> **Problem statement**
From the first line of the records through the line containing "Target — brick chimney.", retype every line exactly and nothing else.

....

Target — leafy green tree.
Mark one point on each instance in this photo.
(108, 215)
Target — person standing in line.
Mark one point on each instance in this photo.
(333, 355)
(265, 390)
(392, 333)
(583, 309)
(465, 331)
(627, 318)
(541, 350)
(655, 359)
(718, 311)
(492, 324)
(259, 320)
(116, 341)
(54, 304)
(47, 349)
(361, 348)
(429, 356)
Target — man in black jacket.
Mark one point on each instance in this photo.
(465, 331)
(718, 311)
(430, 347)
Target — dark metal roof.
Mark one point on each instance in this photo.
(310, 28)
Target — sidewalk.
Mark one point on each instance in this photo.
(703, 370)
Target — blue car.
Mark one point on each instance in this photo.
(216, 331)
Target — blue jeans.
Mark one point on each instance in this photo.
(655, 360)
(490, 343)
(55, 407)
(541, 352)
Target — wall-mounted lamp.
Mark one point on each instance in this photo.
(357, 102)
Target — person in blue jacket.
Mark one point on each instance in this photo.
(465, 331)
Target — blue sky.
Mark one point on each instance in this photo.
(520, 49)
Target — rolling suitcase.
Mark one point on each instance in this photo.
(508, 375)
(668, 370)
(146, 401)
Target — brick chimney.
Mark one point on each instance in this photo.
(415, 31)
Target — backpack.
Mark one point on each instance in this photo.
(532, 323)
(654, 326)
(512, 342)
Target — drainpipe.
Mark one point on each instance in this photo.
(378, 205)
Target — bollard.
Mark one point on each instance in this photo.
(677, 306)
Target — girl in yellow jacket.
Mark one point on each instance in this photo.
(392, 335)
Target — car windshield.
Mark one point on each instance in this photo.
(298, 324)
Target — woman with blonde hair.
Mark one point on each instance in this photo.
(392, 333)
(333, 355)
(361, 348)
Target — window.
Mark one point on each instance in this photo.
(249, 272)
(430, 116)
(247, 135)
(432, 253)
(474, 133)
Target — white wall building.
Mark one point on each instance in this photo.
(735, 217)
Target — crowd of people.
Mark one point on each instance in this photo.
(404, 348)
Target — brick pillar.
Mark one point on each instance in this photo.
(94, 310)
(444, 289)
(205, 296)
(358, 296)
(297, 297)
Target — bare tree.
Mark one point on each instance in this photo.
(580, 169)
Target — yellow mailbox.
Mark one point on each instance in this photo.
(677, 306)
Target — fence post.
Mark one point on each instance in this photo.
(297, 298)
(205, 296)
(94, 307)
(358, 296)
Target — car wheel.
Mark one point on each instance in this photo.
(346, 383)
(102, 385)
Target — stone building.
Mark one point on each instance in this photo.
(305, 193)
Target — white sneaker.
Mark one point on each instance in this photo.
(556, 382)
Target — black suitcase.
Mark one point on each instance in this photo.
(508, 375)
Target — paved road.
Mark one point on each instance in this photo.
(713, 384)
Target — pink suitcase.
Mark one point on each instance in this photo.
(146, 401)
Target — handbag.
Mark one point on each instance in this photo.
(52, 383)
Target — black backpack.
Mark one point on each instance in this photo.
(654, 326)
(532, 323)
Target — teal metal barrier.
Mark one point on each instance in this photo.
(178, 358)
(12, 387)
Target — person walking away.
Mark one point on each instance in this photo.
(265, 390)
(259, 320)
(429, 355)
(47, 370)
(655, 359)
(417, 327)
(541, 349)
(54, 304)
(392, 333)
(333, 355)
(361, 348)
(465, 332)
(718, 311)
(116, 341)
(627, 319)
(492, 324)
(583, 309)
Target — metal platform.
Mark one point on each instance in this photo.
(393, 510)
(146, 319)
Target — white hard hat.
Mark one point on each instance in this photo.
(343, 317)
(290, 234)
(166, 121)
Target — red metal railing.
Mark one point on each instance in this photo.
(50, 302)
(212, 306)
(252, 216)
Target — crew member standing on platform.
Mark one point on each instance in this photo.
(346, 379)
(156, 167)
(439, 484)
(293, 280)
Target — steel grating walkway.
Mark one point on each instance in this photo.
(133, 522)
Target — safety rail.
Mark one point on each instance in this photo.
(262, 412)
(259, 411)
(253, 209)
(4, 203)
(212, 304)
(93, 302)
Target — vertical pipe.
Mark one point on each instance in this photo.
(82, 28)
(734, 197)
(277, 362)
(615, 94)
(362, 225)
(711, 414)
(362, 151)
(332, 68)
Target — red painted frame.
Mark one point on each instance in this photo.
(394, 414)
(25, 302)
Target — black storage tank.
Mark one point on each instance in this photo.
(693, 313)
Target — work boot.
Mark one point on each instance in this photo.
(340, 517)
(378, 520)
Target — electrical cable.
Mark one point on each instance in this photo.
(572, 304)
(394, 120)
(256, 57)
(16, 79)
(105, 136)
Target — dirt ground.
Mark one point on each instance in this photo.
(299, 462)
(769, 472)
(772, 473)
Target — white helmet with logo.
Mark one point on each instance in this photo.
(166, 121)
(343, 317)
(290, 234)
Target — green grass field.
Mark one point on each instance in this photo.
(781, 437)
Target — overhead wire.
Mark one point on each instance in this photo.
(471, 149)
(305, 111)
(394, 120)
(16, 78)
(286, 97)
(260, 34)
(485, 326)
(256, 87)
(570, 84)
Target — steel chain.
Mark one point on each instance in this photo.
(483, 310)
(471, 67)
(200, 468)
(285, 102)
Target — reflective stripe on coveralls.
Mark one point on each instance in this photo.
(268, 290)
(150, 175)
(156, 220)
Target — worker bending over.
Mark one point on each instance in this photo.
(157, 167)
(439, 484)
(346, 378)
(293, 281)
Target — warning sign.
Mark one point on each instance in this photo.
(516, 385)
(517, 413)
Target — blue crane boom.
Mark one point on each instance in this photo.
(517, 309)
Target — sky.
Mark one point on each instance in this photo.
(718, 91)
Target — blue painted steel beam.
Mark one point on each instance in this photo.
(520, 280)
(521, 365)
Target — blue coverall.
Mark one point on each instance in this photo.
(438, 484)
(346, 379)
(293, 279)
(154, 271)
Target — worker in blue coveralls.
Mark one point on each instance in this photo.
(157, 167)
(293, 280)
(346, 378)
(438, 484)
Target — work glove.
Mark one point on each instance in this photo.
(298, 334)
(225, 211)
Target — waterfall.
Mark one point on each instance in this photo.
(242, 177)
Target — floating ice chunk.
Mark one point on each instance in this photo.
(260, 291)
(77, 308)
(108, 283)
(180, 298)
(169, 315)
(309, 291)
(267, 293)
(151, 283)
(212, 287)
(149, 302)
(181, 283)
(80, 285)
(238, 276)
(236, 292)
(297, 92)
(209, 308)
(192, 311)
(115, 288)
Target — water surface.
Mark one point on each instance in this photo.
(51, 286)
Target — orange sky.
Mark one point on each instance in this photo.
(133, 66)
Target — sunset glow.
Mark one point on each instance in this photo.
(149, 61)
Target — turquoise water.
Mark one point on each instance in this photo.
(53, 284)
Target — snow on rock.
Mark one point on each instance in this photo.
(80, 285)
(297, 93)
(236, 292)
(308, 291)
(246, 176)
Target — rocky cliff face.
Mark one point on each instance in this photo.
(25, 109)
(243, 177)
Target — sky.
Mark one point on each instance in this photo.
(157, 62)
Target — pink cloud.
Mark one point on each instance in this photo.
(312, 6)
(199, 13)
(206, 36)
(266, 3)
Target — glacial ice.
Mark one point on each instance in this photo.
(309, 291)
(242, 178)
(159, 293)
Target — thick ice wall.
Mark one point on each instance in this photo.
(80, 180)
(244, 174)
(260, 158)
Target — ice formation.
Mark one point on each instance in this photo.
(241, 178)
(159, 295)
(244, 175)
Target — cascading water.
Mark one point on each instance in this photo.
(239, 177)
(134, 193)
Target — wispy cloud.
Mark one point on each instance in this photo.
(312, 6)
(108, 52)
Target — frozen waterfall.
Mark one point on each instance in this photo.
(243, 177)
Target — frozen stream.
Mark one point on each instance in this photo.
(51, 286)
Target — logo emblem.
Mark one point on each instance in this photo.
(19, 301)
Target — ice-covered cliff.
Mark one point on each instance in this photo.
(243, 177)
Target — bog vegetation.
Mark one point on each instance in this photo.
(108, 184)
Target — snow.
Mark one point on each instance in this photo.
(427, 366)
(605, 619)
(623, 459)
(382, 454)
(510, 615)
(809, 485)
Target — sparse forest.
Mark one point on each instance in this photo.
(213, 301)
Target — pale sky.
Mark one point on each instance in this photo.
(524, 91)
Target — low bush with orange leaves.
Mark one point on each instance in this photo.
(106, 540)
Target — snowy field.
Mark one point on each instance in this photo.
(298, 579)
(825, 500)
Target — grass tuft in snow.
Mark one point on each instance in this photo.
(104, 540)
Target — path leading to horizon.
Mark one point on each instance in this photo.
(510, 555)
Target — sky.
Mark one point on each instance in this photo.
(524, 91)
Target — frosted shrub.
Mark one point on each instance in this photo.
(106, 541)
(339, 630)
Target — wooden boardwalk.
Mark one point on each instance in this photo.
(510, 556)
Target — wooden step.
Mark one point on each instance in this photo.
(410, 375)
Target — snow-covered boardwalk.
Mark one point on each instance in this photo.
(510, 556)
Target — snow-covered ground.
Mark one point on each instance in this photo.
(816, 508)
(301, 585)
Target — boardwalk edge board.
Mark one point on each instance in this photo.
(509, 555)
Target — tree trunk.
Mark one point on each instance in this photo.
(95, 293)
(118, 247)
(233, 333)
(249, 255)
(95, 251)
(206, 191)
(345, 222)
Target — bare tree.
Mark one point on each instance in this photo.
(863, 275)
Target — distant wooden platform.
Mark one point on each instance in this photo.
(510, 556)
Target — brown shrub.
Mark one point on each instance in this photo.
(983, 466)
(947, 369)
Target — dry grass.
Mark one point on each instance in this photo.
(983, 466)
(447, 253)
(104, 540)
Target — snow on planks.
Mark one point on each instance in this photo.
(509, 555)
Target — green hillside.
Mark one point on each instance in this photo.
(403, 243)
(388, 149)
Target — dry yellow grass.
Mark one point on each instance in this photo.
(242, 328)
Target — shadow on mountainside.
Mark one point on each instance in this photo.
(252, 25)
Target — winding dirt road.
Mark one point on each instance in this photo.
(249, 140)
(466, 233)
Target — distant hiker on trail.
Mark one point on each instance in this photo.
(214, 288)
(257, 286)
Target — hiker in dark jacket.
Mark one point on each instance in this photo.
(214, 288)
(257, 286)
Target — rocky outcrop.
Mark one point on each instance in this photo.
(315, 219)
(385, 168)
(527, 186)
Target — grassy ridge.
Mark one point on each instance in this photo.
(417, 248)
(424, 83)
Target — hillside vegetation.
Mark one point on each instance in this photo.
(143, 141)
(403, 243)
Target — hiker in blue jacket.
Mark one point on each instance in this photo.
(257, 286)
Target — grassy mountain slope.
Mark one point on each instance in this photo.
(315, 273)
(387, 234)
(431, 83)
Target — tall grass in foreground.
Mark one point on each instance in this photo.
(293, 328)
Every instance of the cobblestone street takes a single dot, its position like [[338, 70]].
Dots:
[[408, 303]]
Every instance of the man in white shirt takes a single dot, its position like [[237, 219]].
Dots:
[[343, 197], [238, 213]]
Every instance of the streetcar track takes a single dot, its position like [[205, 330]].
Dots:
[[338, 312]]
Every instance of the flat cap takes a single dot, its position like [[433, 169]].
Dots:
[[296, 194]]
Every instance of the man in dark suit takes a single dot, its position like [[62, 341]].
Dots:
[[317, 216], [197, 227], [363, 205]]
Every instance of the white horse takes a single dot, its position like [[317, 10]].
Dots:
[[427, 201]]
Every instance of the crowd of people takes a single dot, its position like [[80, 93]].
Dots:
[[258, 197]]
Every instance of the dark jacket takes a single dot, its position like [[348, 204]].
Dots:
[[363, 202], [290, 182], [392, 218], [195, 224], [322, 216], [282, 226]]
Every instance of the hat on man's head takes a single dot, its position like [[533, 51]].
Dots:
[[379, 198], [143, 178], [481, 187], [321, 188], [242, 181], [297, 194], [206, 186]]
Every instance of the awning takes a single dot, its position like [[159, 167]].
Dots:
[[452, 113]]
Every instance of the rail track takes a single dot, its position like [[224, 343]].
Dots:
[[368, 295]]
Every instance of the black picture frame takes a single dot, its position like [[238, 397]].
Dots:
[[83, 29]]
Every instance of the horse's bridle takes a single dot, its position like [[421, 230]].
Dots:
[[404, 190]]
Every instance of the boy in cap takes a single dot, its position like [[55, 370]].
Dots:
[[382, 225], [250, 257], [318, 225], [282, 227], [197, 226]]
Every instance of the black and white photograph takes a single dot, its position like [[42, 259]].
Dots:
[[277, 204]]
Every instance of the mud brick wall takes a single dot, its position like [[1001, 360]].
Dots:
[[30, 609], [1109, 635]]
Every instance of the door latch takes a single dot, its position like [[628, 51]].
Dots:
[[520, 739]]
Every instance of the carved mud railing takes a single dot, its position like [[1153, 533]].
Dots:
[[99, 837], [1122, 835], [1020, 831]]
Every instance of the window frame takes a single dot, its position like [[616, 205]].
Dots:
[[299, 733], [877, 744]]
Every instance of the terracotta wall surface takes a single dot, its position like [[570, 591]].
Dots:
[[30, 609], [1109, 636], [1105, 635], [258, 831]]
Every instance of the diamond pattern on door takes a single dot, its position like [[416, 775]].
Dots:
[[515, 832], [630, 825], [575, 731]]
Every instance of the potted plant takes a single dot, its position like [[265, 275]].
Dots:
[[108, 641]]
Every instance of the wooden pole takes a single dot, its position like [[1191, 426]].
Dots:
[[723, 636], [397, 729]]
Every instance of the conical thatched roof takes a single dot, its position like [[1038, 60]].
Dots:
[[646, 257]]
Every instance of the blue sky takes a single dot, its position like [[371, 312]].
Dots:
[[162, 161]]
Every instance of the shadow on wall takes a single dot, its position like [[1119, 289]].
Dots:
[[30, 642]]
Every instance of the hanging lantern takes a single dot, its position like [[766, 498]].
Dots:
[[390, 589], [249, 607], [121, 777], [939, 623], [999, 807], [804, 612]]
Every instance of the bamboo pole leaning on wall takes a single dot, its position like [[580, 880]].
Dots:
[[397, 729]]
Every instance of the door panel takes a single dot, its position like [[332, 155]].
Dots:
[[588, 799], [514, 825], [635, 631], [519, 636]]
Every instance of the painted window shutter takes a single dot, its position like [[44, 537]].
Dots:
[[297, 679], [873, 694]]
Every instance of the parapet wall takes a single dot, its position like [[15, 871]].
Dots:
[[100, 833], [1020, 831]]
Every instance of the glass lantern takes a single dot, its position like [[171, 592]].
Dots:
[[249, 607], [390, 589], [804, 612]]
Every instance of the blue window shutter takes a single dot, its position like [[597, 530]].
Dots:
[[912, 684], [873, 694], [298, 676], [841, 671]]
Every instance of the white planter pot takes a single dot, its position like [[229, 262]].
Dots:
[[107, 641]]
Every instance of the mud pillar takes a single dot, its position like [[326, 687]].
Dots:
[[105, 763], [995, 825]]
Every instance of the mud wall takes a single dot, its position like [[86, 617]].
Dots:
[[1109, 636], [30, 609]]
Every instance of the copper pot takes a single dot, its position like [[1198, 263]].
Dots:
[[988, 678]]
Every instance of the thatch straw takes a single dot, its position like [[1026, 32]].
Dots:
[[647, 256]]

....

> **Result below**
Target — leafy green tree.
Mark one point on each instance in this photo.
(108, 215)
Target — person standing in line.
Mark one point on each instance in this photo.
(333, 355)
(265, 390)
(392, 333)
(583, 309)
(465, 331)
(627, 318)
(541, 350)
(655, 359)
(718, 311)
(492, 324)
(259, 320)
(116, 341)
(54, 304)
(47, 349)
(361, 348)
(429, 356)
Target — man in black jacket.
Mark one point on each instance in this photo.
(465, 331)
(718, 311)
(430, 347)
Target — dark metal roof.
Mark one point on each instance in this photo.
(310, 28)
Target — sidewalk.
Mark one point on each instance in this photo.
(703, 370)
Target — blue car.
Mark one point on each instance in this photo.
(216, 331)
Target — blue jeans.
Mark one point on each instance in this photo.
(655, 360)
(490, 343)
(55, 407)
(541, 352)
Target — wall-mounted lamp.
Mark one point on each instance in this photo.
(357, 102)
Target — person in blue jacket.
Mark one point on each instance in this photo.
(465, 331)
Target — blue sky.
Mark one point on each instance in this photo.
(520, 49)
Target — rolling suitcase.
Mark one point on each instance in this photo.
(508, 375)
(668, 370)
(146, 401)
Target — brick chimney.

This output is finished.